# Page excerpt
^^^^^^^^

# JD 790 lifting capabilities



## Oakfan (Sep 26, 2010)

Question,
Does the rear 3 pt. lift on my JD790 have the ability to lift heavier loads than my 300 bucket ?
Thanks to all for your time


----------



## pogobill (Jan 31, 2012)

The 790 has a lifting capacity of around 800 pounds, give or take, but the issue may be in relation to the ballast at the front of the tractor to keep the front wheels down on the ground if you try to lift something heavier.


----------



## RC Wells (Dec 26, 2008)

You have more usable lift at the three point than at the bucket on the front loader. Not sure which model JD300 loader you have, but your tractor's front axle is rated to support around 1,100 lbs. of temporary lifting force at ground level, with a maximum weight of around 730 lbs. usable weight at full lift with the weight located at about 19 inches forward of the lower bucket pins, in addition to the tractor's weight. The weight of the loader and bucket must be considered in the total lift weight capacity of the front axle, which really means they have an effective free load bucket capacity of a bit over 550 lbs., when properly ballasted at the rear. And, yes it is confusing.
In the original build sheet for the tractor with loader there should be a table of lift/load calculations for the fully equipped tractor.


----------

^^^^^^^^

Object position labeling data
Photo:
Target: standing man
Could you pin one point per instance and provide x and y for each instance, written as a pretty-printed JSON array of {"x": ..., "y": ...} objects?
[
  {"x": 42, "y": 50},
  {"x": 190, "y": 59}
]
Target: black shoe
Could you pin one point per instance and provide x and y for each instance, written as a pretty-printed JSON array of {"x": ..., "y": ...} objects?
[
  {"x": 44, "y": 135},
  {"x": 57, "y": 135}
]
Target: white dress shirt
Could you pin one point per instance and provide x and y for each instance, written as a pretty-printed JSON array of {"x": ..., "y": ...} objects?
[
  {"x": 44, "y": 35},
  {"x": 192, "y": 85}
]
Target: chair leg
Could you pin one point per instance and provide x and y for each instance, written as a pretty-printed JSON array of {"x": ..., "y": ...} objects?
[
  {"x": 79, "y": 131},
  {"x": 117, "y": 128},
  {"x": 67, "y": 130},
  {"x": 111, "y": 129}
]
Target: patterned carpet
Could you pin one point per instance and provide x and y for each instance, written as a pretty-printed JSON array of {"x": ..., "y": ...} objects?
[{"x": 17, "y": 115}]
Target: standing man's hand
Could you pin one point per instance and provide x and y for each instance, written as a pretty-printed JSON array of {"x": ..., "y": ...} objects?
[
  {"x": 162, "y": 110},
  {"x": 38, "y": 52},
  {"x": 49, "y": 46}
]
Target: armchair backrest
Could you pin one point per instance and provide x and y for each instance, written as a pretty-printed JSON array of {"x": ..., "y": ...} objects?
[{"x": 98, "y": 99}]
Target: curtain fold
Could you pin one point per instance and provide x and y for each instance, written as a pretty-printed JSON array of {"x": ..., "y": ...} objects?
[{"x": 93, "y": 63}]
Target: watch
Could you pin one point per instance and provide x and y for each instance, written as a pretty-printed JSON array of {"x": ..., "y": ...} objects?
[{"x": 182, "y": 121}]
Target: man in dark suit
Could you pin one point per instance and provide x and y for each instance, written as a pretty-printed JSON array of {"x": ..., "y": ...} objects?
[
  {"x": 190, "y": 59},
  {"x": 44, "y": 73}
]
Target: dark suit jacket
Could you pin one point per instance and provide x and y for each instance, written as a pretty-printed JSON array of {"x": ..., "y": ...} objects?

^^^^^^^^

# Job
For each statement, say whether it agrees with the JD 790 lifting thread, answering yes or no and quoting the deciding words. (a) One reply gives the 790 a lifting capacity of around 800 pounds. (b) The front axle is rated to support around 1,100 lbs. of temporary lifting force at full lift. (c) The effective free load bucket capacity of a bit over 550 lbs. applies when the tractor is properly ballasted at the front.

# Full response
(a) Yes: "The 790 has a lifting capacity of around 800 pounds, give or take"
(b) No: "rated to support around 1,100 lbs. of temporary lifting force at ground level"
(c) No: "when properly ballasted at the rear"